→ Exercise task 1:
From the text on sharded weighted random queries, list every distinct kind of host it names by a modifying word before "host" or "hosts."

→ Source text:
______
Sharded weighted random query

If your reference to sharding has to do with distributing the item store over multiple network hosts and attempting to do some sort of network parallel random select, then you can use the modified reservoir sample algorithm which I outline at the end of this answer.

That algorithm was originally developed for use in a redundant network where the various storage hosts are not necessarily reachable directly from the central host and the connectivity is a graph, not a tree. In that case, you need to be able to deal with hosts which do not respond (which will bias an individual query, but if the network faults are infrequent and random will hopefully not bias a long series of queries). It's also necessary to deal with the possibility that a host is queried twice; in the outlined algorithm, I simply ignore the second and subsequent queries on the assumption that if a query reaches a host, then the response is likely to be returned to the querying host. That could be completely wrong, but it makes the problem much easier and again it's probably unbiased over a sufficiently large number of queries.

Without the complications, if the central host can reliably connect to every storage host, the algorithm is straight-forward. The central host queries all storage hosts in parallel, and each storage host returns a tuple of the total weight of objects it stores, and one object randomly selected according to those weights. (It uses some standard weighted random selection algorithm to do that. Which algorithm is used will depend on how often the objects and weights change.)
______
→ Dataset records:
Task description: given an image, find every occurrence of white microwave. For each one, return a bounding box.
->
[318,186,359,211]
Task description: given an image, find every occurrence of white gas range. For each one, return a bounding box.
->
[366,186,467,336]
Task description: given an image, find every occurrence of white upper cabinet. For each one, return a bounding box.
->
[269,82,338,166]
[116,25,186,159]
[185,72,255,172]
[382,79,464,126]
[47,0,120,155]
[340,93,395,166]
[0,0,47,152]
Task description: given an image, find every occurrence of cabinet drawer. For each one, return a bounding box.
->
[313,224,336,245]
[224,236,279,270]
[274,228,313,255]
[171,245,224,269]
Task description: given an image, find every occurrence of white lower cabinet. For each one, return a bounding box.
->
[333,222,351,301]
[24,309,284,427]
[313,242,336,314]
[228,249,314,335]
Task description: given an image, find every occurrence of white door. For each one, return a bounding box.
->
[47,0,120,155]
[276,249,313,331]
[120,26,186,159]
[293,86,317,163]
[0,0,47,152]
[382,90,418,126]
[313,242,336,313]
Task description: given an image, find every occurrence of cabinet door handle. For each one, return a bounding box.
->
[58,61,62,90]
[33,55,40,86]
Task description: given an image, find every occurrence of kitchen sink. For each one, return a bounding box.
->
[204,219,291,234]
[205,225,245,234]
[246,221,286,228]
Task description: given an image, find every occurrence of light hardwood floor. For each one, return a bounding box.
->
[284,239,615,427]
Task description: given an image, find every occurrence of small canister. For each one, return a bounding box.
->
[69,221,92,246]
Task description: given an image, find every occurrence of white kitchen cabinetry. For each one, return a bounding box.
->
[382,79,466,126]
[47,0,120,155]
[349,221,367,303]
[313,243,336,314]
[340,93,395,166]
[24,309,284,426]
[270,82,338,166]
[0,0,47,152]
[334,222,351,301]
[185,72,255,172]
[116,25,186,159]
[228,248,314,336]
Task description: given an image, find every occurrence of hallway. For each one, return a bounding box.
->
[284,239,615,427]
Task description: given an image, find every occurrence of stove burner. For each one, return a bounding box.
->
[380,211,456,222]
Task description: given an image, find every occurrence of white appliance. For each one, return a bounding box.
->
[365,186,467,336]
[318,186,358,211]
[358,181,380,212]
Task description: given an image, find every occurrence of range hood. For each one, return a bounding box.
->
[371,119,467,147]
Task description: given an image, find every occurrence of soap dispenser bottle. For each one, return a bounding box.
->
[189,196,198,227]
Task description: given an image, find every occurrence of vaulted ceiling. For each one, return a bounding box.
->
______
→ Exercise task 2:
Collect every line in the rows above that contains the string "door", treating case as significant.

→ Correct output 1:
- network hosts
- storage hosts
- central host
- querying host

→ Correct output 2:
Task description: given an image, find every occurrence of white door. For each one, return a bounding box.
Task description: given an image, find every occurrence of cabinet door handle. For each one, return a bounding box.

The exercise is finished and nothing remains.